Written task → Find every line in the entries below that contains the word "computer", and copy each one.

* Begin *

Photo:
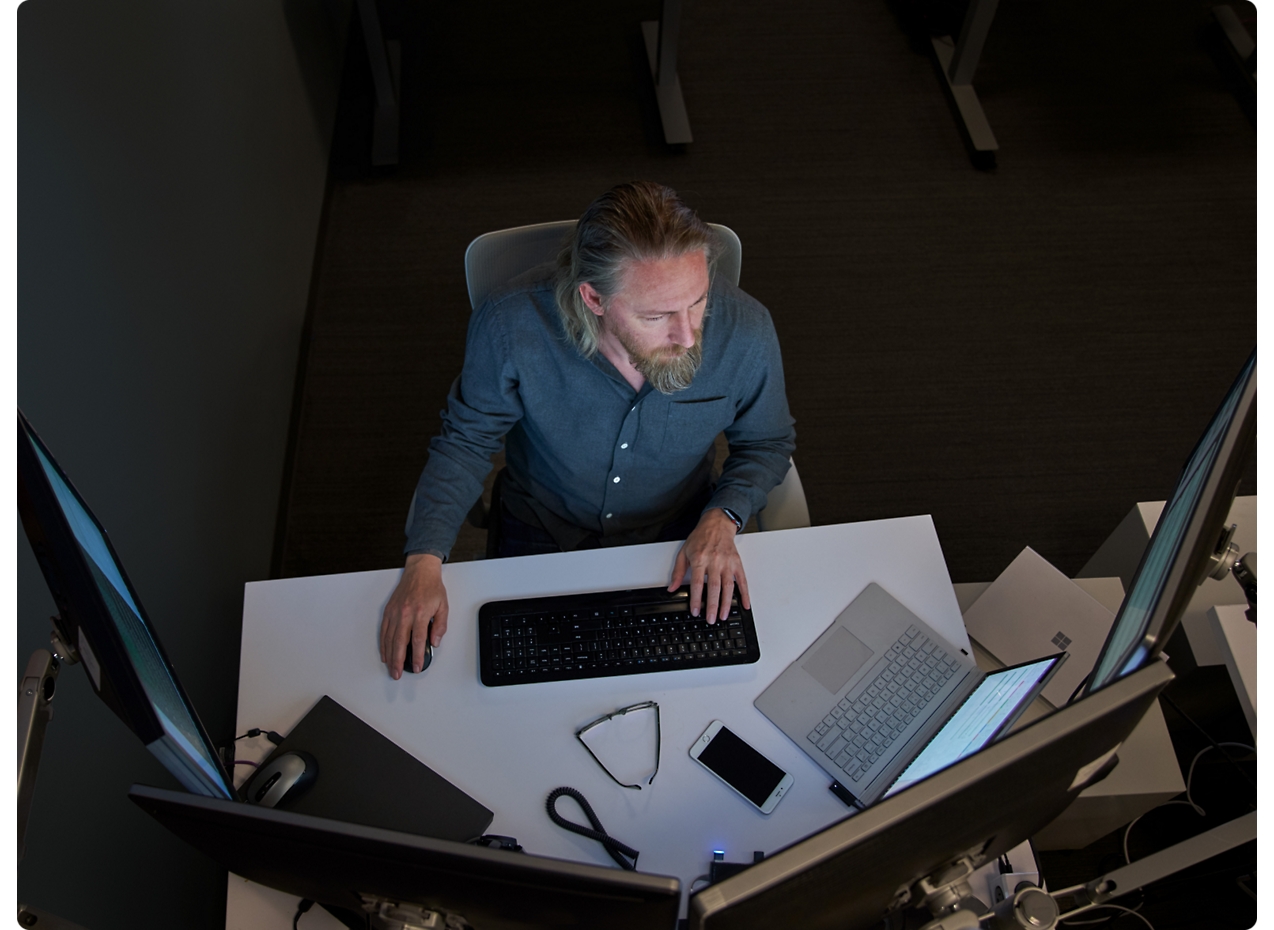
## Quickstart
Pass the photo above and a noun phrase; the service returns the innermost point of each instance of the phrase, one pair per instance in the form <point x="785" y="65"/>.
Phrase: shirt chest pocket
<point x="693" y="426"/>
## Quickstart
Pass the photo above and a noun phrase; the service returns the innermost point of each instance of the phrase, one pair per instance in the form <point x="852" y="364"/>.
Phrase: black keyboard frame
<point x="577" y="618"/>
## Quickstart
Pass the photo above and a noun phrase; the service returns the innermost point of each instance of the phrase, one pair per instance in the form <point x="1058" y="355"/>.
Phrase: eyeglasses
<point x="622" y="711"/>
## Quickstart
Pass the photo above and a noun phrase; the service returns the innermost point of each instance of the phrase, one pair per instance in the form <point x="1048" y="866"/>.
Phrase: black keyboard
<point x="607" y="633"/>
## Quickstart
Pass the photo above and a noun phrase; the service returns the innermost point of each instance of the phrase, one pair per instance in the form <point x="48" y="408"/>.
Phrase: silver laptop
<point x="880" y="689"/>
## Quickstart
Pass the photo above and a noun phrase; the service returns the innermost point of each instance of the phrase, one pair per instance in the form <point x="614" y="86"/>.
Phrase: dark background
<point x="1023" y="353"/>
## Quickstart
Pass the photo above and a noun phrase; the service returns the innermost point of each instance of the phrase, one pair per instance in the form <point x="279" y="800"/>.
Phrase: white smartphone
<point x="742" y="767"/>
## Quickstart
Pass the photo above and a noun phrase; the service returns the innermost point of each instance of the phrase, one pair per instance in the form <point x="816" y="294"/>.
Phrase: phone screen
<point x="749" y="772"/>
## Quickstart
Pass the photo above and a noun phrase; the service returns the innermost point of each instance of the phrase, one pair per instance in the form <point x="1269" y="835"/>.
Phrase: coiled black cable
<point x="618" y="851"/>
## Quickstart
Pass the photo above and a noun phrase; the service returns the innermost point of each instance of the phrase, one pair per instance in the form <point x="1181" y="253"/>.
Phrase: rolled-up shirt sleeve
<point x="762" y="437"/>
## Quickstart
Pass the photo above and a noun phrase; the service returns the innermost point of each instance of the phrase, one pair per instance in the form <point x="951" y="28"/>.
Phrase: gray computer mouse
<point x="284" y="777"/>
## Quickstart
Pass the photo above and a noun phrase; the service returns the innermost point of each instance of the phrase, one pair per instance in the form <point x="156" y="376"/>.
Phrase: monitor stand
<point x="949" y="897"/>
<point x="35" y="710"/>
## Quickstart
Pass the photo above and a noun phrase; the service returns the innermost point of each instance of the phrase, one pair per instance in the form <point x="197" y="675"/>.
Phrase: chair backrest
<point x="496" y="257"/>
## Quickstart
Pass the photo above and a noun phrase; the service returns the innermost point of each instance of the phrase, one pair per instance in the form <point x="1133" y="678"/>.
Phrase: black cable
<point x="1214" y="743"/>
<point x="1078" y="687"/>
<point x="256" y="731"/>
<point x="617" y="850"/>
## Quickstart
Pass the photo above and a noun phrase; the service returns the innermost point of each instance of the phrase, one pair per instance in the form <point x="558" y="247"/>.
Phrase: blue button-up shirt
<point x="585" y="452"/>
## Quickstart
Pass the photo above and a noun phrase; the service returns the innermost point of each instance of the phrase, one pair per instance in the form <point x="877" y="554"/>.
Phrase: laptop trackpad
<point x="837" y="660"/>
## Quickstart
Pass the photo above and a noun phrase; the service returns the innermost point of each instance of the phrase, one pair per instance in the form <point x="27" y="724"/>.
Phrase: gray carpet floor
<point x="1022" y="353"/>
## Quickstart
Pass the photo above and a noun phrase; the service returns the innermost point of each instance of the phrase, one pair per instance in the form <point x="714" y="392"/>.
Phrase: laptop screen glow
<point x="977" y="720"/>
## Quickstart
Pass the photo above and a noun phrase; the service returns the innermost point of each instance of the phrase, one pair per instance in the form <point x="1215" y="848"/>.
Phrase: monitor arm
<point x="35" y="710"/>
<point x="1035" y="908"/>
<point x="1226" y="559"/>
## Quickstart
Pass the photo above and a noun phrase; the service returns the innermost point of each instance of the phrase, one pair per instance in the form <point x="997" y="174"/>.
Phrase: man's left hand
<point x="714" y="563"/>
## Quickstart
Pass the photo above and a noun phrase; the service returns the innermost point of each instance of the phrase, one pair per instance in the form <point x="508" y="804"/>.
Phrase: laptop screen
<point x="993" y="705"/>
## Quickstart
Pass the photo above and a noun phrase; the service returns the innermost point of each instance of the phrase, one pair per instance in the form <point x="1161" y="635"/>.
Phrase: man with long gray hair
<point x="609" y="376"/>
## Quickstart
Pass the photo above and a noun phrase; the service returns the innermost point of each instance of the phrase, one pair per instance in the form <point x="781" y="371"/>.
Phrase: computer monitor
<point x="102" y="618"/>
<point x="344" y="865"/>
<point x="1180" y="553"/>
<point x="852" y="873"/>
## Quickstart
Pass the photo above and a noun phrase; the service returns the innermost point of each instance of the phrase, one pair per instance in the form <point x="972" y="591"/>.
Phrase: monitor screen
<point x="993" y="706"/>
<point x="343" y="864"/>
<point x="1177" y="556"/>
<point x="854" y="873"/>
<point x="102" y="615"/>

* End *

Answer to the task →
Phrase: gray computer mouse
Phrase: computer monitor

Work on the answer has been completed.